Exercise:
Copy out all of the entries, keeping every word the same.

Data to use Start Marker

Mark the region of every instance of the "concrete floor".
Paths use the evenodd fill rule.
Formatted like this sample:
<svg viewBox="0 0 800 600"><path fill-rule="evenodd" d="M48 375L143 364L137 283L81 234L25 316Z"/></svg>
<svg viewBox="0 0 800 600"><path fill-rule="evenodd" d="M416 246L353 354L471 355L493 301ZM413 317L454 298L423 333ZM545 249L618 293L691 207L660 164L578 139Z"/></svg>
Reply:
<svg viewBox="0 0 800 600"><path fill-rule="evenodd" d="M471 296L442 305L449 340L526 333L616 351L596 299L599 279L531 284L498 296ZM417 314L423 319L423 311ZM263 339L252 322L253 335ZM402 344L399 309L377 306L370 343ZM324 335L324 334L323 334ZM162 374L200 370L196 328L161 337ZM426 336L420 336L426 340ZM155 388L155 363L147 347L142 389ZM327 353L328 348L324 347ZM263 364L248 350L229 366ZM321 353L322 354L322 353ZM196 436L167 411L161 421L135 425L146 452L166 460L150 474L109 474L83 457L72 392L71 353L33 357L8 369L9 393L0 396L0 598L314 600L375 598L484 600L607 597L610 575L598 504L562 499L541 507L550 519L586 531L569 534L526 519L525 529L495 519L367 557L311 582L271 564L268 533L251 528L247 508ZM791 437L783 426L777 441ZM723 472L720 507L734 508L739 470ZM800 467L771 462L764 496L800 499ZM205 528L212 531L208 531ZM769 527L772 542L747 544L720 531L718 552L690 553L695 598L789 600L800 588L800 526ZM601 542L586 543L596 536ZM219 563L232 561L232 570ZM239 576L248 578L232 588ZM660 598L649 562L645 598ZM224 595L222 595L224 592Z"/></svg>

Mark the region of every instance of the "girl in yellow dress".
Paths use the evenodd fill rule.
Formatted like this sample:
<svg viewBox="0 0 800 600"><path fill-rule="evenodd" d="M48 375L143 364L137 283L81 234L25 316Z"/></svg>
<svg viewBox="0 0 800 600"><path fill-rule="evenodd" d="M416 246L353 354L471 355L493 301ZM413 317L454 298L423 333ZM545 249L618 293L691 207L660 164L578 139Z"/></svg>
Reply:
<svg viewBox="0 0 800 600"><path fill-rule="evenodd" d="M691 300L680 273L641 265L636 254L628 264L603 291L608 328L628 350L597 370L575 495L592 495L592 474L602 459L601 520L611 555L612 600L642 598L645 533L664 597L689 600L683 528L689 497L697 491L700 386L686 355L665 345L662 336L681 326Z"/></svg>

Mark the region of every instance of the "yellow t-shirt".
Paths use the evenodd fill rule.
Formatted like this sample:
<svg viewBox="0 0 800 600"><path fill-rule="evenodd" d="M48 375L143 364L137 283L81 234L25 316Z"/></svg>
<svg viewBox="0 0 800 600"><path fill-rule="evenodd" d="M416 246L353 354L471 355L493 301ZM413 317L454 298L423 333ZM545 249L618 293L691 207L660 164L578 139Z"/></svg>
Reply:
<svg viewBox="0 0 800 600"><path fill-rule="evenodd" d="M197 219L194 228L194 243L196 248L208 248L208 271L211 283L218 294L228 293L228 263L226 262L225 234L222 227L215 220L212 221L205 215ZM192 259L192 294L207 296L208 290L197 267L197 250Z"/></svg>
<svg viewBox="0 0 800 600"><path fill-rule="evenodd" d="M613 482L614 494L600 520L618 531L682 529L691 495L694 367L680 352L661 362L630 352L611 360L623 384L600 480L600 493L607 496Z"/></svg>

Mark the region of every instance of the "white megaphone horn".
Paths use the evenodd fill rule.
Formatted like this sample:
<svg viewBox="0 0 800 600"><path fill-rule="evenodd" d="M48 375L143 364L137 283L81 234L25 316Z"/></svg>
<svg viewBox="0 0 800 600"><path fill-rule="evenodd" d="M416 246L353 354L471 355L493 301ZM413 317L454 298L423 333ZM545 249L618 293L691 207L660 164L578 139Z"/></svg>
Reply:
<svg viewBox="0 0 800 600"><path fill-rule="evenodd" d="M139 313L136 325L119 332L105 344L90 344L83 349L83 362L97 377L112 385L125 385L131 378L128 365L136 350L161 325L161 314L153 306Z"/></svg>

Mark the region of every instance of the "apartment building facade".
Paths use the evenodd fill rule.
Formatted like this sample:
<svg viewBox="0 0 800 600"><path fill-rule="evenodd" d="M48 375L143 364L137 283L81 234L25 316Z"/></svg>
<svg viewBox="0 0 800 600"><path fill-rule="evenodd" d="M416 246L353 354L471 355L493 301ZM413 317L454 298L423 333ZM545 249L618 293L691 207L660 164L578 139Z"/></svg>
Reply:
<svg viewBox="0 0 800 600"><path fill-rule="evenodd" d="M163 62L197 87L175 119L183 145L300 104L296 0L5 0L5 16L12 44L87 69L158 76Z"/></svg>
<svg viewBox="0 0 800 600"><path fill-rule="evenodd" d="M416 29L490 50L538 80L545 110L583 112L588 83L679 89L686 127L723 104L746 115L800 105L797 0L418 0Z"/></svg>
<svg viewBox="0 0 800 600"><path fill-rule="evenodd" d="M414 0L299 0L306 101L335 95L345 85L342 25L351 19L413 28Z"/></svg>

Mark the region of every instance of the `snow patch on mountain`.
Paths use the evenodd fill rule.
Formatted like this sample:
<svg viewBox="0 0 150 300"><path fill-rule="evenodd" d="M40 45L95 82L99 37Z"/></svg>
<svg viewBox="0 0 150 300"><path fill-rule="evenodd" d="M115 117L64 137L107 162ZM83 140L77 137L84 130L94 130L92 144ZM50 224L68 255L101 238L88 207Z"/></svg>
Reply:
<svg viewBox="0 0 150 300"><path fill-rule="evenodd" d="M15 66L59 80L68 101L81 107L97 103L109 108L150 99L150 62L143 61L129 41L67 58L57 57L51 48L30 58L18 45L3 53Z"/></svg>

Data to use End Marker

Reply to the exercise:
Mark the region of every instance of the "concrete floor".
Paths use the evenodd fill rule.
Formatted like this sample:
<svg viewBox="0 0 800 600"><path fill-rule="evenodd" d="M48 375L143 364L137 283L81 234L25 316Z"/></svg>
<svg viewBox="0 0 800 600"><path fill-rule="evenodd" d="M416 246L353 354L471 355L493 301ZM413 317L454 298L423 333ZM545 249L618 293L691 207L660 164L578 139Z"/></svg>
Reply:
<svg viewBox="0 0 800 600"><path fill-rule="evenodd" d="M471 296L442 305L449 340L526 333L616 351L596 299L599 279L531 284L498 296ZM417 314L423 319L423 311ZM263 339L252 322L253 335ZM402 344L399 309L377 306L370 343ZM324 335L324 334L323 334ZM162 374L200 370L196 328L161 337ZM426 336L420 336L426 340ZM155 388L155 363L147 347L142 389ZM327 353L328 348L324 347ZM263 364L248 350L229 366ZM321 353L322 354L322 353ZM196 436L167 411L161 421L135 425L146 452L166 460L150 474L109 474L83 457L72 392L71 353L33 357L8 369L9 393L0 396L0 598L314 600L375 598L484 600L607 597L610 575L598 504L562 499L541 507L550 519L586 531L569 534L526 519L525 529L495 519L367 557L311 582L271 564L268 533L251 528L247 508ZM791 437L783 426L777 441ZM723 472L720 507L734 508L739 470ZM800 467L771 462L764 496L800 499ZM205 528L212 531L208 531ZM769 527L772 542L747 544L720 531L718 552L690 553L695 598L789 600L800 588L800 526ZM601 542L586 543L596 536ZM219 563L232 561L232 570ZM239 576L248 578L232 588ZM660 598L649 562L645 598ZM224 595L222 595L224 592Z"/></svg>

Mark the region of every instance of the "girl in yellow dress".
Paths use the evenodd fill rule.
Formatted like this sample:
<svg viewBox="0 0 800 600"><path fill-rule="evenodd" d="M48 375L143 364L137 283L81 234L25 316Z"/></svg>
<svg viewBox="0 0 800 600"><path fill-rule="evenodd" d="M416 246L353 354L471 355L493 301ZM413 317L454 298L423 333ZM545 249L618 293L691 207L660 164L578 139Z"/></svg>
Reply:
<svg viewBox="0 0 800 600"><path fill-rule="evenodd" d="M691 300L680 273L641 265L636 254L628 264L603 291L608 328L628 350L597 370L575 495L592 495L592 474L602 459L601 520L611 555L612 600L642 598L645 533L664 597L689 600L683 528L689 497L697 491L700 386L686 355L665 345L662 336L681 326Z"/></svg>

Mark the region of every instance of the "yellow t-shirt".
Paths use the evenodd fill rule.
Formatted like this sample:
<svg viewBox="0 0 800 600"><path fill-rule="evenodd" d="M48 375L143 364L137 283L81 234L25 316Z"/></svg>
<svg viewBox="0 0 800 600"><path fill-rule="evenodd" d="M416 246L353 354L471 355L493 301ZM413 317L454 298L423 333ZM545 249L618 293L691 207L660 164L578 139Z"/></svg>
Reply:
<svg viewBox="0 0 800 600"><path fill-rule="evenodd" d="M197 219L194 228L194 243L196 248L208 248L208 271L211 283L218 294L228 293L228 263L226 262L225 234L222 227L215 220L212 221L205 215ZM192 259L192 294L207 296L208 290L197 267L197 250Z"/></svg>
<svg viewBox="0 0 800 600"><path fill-rule="evenodd" d="M613 482L614 494L600 520L618 531L682 529L691 495L694 367L680 352L661 362L630 352L611 360L623 384L600 480L600 493L607 496Z"/></svg>

Mark the region of every instance of the "white megaphone horn".
Paths use the evenodd fill rule.
Formatted like this sample:
<svg viewBox="0 0 800 600"><path fill-rule="evenodd" d="M48 375L143 364L137 283L81 234L25 316Z"/></svg>
<svg viewBox="0 0 800 600"><path fill-rule="evenodd" d="M416 246L353 354L471 355L493 301ZM413 317L454 298L423 333ZM545 249L618 293L691 207L660 164L578 139Z"/></svg>
Reply:
<svg viewBox="0 0 800 600"><path fill-rule="evenodd" d="M139 313L136 325L119 332L105 344L90 344L83 349L83 362L97 377L112 385L125 385L131 378L128 365L136 350L161 325L161 314L153 306Z"/></svg>

Mark the region of every instance of the "apartment building facade".
Paths use the evenodd fill rule.
Formatted like this sample:
<svg viewBox="0 0 800 600"><path fill-rule="evenodd" d="M48 375L143 364L137 283L81 234L25 316Z"/></svg>
<svg viewBox="0 0 800 600"><path fill-rule="evenodd" d="M416 246L353 354L471 355L493 301ZM413 317L454 298L423 333ZM545 249L618 293L691 207L660 164L578 139Z"/></svg>
Reply:
<svg viewBox="0 0 800 600"><path fill-rule="evenodd" d="M163 62L197 87L175 119L183 145L300 104L296 0L5 0L5 16L12 44L87 69L158 76Z"/></svg>
<svg viewBox="0 0 800 600"><path fill-rule="evenodd" d="M416 29L490 50L538 80L545 110L583 112L588 83L679 89L686 127L723 104L746 115L800 105L797 0L418 0Z"/></svg>
<svg viewBox="0 0 800 600"><path fill-rule="evenodd" d="M414 0L299 0L306 101L335 95L345 85L342 25L351 19L413 28Z"/></svg>

Mark the region of every instance of the `snow patch on mountain`.
Paths use the evenodd fill rule.
Formatted like this sample:
<svg viewBox="0 0 150 300"><path fill-rule="evenodd" d="M40 45L95 82L99 37Z"/></svg>
<svg viewBox="0 0 150 300"><path fill-rule="evenodd" d="M115 117L64 137L107 162ZM83 140L77 137L84 130L94 130L92 144ZM50 224L68 255L101 238L88 207Z"/></svg>
Reply:
<svg viewBox="0 0 150 300"><path fill-rule="evenodd" d="M15 66L59 80L68 101L81 107L97 103L109 108L150 99L150 62L143 61L129 41L67 58L57 57L51 48L30 58L18 45L3 53Z"/></svg>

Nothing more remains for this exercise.